[[ TEXT UNDER STUDY, beginning ]]

H.R. 2744 is not the first time the downer issue was debated in Congress. The 2002
farm law contains a requirement that USDA investigate the treatment of downer livestock,
and issue regulations if findings warrant (Sec. 10815). In November 2003, the full Senate
had approved an amendment to its version of the 2004 USDA appropriation that would
have barred the use of federal funds to inspect downer livestock (cattle, sheep, swine,
goats, horses, mules, or other equines). The House in July 2003 had defeated, 199-202,
a similar floor amendment (H.Amdt. 230) during its consideration of the USDA FY2004
money bill (H.R. 2673). Both amendments were similar in purpose to bills (S. 1298 and
H.R. 2519) introduced by Senator Akaka and Representative Ackerman.
Conferees on the FY2004 consolidated appropriation (H.R. 2673; P.L. 108-199),
which incorporated USDA’s FY2004 appropriation, had deleted the Senate-passed
amendment. In its place, the House-Senate conference report (H.Rept. 108-401) noted
that USDA had only recently begun data collection on the downer livestock investigation
required by the 2002 farm bill, and conferees directed the Secretary to expedite this work.
After a cow with bovine spongiform encephalopathy (BSE or “mad cow” disease)
was found in December 2003 in Washington State, the Secretary of Agriculture — among
other things — administratively invoked an immediate ban on all nonambulatory cattle
(considered to be at higher risk for BSE) from slaughter establishments. The number of
such animals at the time was estimated by the Secretary to be 150,000-200,000 out of the
35 million U.S. cattle slaughtered yearly. Officials did note that animals can become
unable to walk for non-BSE reasons such as broken bones, and they are not necessarily
hazardous to the food supply.3
Some officials had argued that a downer ban could be deleterious both to food safety
and to animal disease prevention. This argument has contended that euthanizing and
removing downed animals before arrival at a federally inspected slaughterhouse could
deny USDA veterinarians the opportunity to see and evaluate them for safety and disease
purposes. In response, USDA officials said they have been working more closely with
the industry to collect samples on the farm, at rendering facilities, and other places.
Meanwhile, many animal protection advocates believe a legislated downer ban is still
necessary to attain animal welfare benefits — not only for cattle but for other farm-raised
livestock not covered by the Secretary’s BSE-related ban.
Humane Slaughter. With FSIS under criticism for what some said was lax
enforcement of the humane slaughter act, lawmakers included, in the 2002 farm law (P.L.
107-171, Section 10305), a resolution urging USDA to fully enforce the act and to report
the number of violations to Congress annually. Since then, committee reports
accompanying the annual USDA appropriations measures have earmarked millions of
dollars to FSIS for full-time inspectors to oversee compliance, and for incorporation of
a humane activities tracking system into the agency’s field computer systems. In the
102nd through 104th Congresses, legislative proposals had been introduced to include
poultry under the humane slaughter act, but no action was taken on them.

[[ TEXT UNDER STUDY, end ]]
[[ DATA BELOW, beginning ]]

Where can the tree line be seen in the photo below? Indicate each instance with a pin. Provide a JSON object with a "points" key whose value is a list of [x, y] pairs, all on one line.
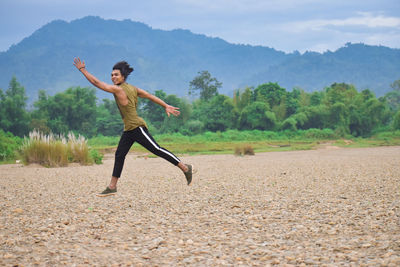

[[ DATA BELOW, end ]]

Copy the part of the passage on downer livestock and humane slaughter that opens with the words "107-171, Section 10305), a" and closes with "taken on them.", changing "inspectors" to "employees".

107-171, Section 10305), a resolution urging USDA to fully enforce the act and to report
the number of violations to Congress annually. Since then, committee reports
accompanying the annual USDA appropriations measures have earmarked millions of
dollars to FSIS for full-time employees to oversee compliance, and for incorporation of
a humane activities tracking system into the agency’s field computer systems. In the
102nd through 104th Congresses, legislative proposals had been introduced to include
poultry under the humane slaughter act, but no action was taken on them.